### WORK TO COMPLETE
Every record below should be retyped exactly, and no picture should appear in the copy.

### DATA FOR THIS TASK
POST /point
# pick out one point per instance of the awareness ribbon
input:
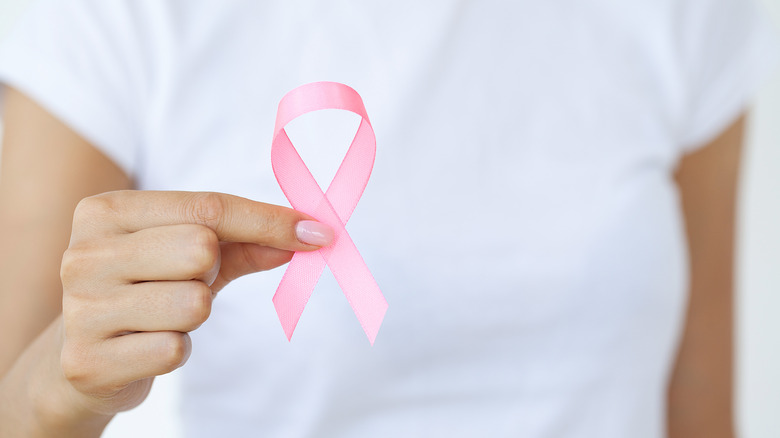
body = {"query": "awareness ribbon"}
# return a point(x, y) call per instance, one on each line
point(333, 208)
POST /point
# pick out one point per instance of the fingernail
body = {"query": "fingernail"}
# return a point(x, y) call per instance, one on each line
point(314, 233)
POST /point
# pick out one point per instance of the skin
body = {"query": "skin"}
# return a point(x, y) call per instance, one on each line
point(700, 393)
point(67, 370)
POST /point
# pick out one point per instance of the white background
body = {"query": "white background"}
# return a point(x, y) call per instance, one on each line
point(758, 281)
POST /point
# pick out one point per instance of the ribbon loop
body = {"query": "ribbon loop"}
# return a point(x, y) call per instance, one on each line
point(334, 207)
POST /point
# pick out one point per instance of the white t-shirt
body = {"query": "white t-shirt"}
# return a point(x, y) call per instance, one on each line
point(521, 220)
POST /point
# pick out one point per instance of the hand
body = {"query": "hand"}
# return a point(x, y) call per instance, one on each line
point(141, 271)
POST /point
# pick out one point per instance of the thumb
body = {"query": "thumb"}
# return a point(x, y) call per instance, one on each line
point(239, 259)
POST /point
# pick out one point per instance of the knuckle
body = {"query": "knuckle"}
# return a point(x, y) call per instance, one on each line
point(74, 263)
point(204, 249)
point(206, 208)
point(199, 302)
point(94, 207)
point(273, 225)
point(174, 350)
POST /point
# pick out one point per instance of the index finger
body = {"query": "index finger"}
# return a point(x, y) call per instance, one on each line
point(232, 218)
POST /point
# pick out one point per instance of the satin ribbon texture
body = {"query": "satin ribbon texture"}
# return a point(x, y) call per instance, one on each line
point(334, 207)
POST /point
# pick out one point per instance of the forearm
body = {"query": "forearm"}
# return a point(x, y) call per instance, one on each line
point(36, 400)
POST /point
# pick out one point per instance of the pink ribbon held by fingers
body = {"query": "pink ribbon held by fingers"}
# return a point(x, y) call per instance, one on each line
point(334, 207)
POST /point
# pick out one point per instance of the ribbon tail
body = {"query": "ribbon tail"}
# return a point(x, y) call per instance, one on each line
point(296, 287)
point(357, 283)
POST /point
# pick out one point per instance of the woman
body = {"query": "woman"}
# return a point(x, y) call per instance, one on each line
point(538, 165)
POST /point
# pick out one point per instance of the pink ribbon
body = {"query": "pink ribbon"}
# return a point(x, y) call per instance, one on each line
point(334, 208)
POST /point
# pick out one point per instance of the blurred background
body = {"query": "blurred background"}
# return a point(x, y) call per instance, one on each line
point(758, 279)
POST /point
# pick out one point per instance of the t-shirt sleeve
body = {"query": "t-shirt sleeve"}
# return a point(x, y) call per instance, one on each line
point(727, 48)
point(79, 59)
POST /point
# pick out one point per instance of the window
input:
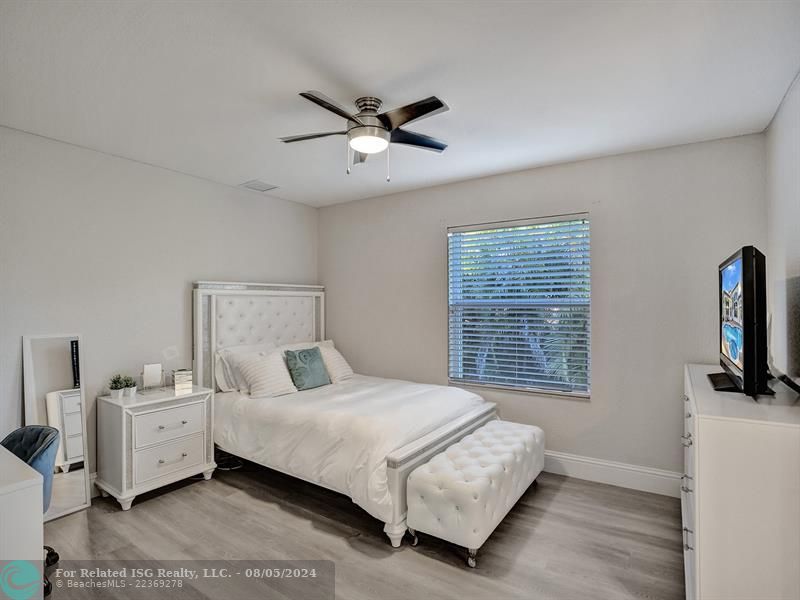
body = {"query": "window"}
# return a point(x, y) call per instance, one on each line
point(519, 298)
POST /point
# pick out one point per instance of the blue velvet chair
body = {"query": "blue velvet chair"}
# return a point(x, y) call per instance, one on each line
point(37, 445)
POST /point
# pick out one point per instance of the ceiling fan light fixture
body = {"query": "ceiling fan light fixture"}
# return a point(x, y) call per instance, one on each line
point(368, 140)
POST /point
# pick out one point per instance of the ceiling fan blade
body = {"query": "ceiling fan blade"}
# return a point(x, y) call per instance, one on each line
point(428, 107)
point(401, 136)
point(309, 136)
point(331, 105)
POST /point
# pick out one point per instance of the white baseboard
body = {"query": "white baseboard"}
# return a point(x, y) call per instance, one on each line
point(646, 479)
point(92, 488)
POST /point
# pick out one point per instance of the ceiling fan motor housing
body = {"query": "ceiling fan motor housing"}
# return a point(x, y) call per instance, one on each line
point(372, 127)
point(368, 104)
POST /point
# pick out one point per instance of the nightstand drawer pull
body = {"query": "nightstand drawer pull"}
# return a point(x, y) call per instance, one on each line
point(181, 424)
point(168, 424)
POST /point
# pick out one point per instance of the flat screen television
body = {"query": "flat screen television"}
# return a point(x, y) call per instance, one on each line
point(743, 324)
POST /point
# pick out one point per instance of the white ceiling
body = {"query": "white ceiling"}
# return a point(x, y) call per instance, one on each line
point(206, 88)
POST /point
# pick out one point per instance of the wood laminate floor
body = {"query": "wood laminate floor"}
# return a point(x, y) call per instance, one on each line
point(566, 539)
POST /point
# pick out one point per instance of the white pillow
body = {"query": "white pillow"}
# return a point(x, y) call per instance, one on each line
point(267, 376)
point(337, 366)
point(233, 356)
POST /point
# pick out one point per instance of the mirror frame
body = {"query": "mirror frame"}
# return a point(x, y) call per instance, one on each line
point(29, 388)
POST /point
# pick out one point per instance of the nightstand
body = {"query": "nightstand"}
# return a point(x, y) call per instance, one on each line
point(153, 439)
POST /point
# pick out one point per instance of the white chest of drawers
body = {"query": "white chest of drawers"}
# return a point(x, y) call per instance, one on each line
point(64, 413)
point(153, 439)
point(740, 497)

### PROBLEM SOLUTION
POST /point
# pick out one point per instance of the awareness ribbon
input:
body = {"query": "awareness ribbon"}
# return a point(x, y) call per instance, one on each line
point(333, 208)
POST /point
# pick out one point per instance of the fingernail
body = {"query": "fingernail"}
# return a point(x, y) call per instance, one on each line
point(314, 233)
POST /point
# pick out one point per instance of the skin
body = {"query": "skin"}
# return a point(x, y) call per instance, one on each line
point(700, 393)
point(67, 370)
POST /point
# pick out one point per instance of the white background
body = {"query": "white background"}
# return a point(x, y) call per instance, one on each line
point(758, 281)
POST /point
# pick out one point per instance of the ribbon loop
body = {"query": "ribbon loop"}
# return a point(x, y) call per instance, one on each line
point(334, 207)
POST /point
# pick out one point per instance of the white t-shirt
body = {"query": "white t-shirt"}
# return a point(x, y) call per instance, one on each line
point(521, 220)
POST /point
# pick out one point per instance of the hand
body = {"query": "hand"}
# return a point(x, y) call per instance, one on each line
point(141, 271)
POST /point
# pick out one point per instance of the thumb
body = {"query": "thumb"}
# return a point(x, y) call per instance, one on each line
point(239, 259)
POST /point
# pick out one point per instance of the knuckle
body = {"query": "knuckle"}
# return a point(x, y) call per instance, one on each line
point(74, 263)
point(204, 249)
point(206, 208)
point(199, 302)
point(94, 207)
point(273, 225)
point(174, 350)
POST /point
# pick out one point per instance of the index finger
body = {"query": "index finger"}
# return a point(x, y) call per instance, one on each line
point(232, 218)
POST /point
# pick out one point per instance of the satin ribbon texture
body = {"query": "satin ribbon texture"}
# return a point(x, y) call per instance, one on each line
point(334, 207)
POST /point
# pick out one point per instance of the forearm
body = {"query": "forearm"}
# return a point(x, y) call per instance, one on each line
point(36, 400)
POST /point
# pick out one point per instance of the pink ribbon held by fingers
body = {"query": "pink ribbon held by fingers"}
# return a point(x, y) call per instance, one on each line
point(334, 207)
POST /point
# pick out one point per instance of the ribbon tail
body = {"query": "ribbon tail"}
# return a point(x, y) call per instance, one on each line
point(296, 287)
point(357, 283)
POST /point
# pick out one point per instance of the woman
body = {"query": "woman"}
# return a point(x, y) call per instance, one on each line
point(538, 165)
POST /point
# pick out one point per instance of the pink ribbon
body = {"query": "pink ribbon"}
# return a point(x, y) call per instance, one on each line
point(334, 208)
POST /point
# pick out one point per instance of the blurred background
body = {"query": "blurred background"}
# return a point(x, y) call per instance, one on each line
point(758, 279)
POST /point
# pick out one point per instance of the t-shirt sleeve
body = {"query": "t-shirt sleeve"}
# return a point(x, y) call per instance, one on each line
point(727, 48)
point(79, 59)
POST /point
# pick out one point per instance of the window
input:
body = {"query": "window"}
# return a point(x, y) call per instance, one on each line
point(519, 298)
POST /point
# pick out one point per instance of the blue velvet chair
body = {"query": "blue velvet chair"}
# return a point(x, y) call per instance, one on each line
point(37, 445)
POST /point
# pick out one point per instance of the ceiling fan light fixture
body = {"query": "ceiling fan light fixture"}
# return a point(x, y) call per instance, one on each line
point(368, 140)
POST /point
# pick out one point per instance of the ceiling fan blade
body = {"query": "ceiling fan blade"}
# return a point(x, y) call per instance, one on each line
point(428, 107)
point(401, 136)
point(309, 136)
point(331, 105)
POST /point
# pick out one point per instance of the white baseboard
body = {"query": "white baseboard"}
# return a point(x, y) call per instance, one on each line
point(646, 479)
point(92, 488)
POST /point
# pick out one point per instance of the ceiling fan motor housing
body = {"query": "ceiling fan motor housing"}
# return a point(x, y) call per instance, one on each line
point(372, 127)
point(368, 104)
POST /point
# pick out one point per instance of the nightstand drawer pull
body = {"query": "nightstand drawer pull"}
# return a point(x, y) call per instance, one on each line
point(181, 424)
point(168, 424)
POST /point
# pick out one point per instance of the flat screen television
body = {"query": "flat screen television"}
# return a point(x, y) call per instance, one on each line
point(743, 324)
POST /point
# pick out one point per instance of the white ceiling
body = {"query": "white ceiling"}
# return a point(x, y) call per instance, one on each line
point(206, 88)
POST /point
# pick out one point per instance of the wood laminate floor
body = {"query": "wood laminate floor"}
# return a point(x, y) call per instance, one on each line
point(566, 539)
POST /point
# pick out one point per instance of the white pillow
body = {"query": "white pillow"}
# return a point(x, y) call per instance, one on each line
point(267, 376)
point(337, 366)
point(233, 356)
POST /point
# pick out one point per instance of the mirror frame
body = {"query": "mirror frame"}
# return a point(x, y) call per instance, one on each line
point(29, 388)
POST /point
# pick out one point per instance of the nightstand
body = {"query": "nightstand"}
# return a point(x, y) call per instance, one on each line
point(153, 439)
POST /point
# pick out one point per instance of the white chest of drawers
body = {"query": "white chest of drawers"}
# return a point(x, y) call per instance, one on each line
point(64, 413)
point(153, 439)
point(740, 497)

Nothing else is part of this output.